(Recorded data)
━━━━

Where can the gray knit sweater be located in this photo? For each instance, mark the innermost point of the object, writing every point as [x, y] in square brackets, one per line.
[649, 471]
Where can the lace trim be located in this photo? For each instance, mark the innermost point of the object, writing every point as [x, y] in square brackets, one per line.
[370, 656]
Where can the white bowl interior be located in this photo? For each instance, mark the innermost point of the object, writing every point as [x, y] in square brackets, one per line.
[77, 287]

━━━━

_Problem details_.
What you copy out must be exactly the lines from the line containing "Where can the white" through the end of the records.

_Written solution_.
Where can the white bowl interior be located in this photo? For each instance, mark the innermost point of the object, writing every point as [x, y] in square brackets, one per line.
[77, 287]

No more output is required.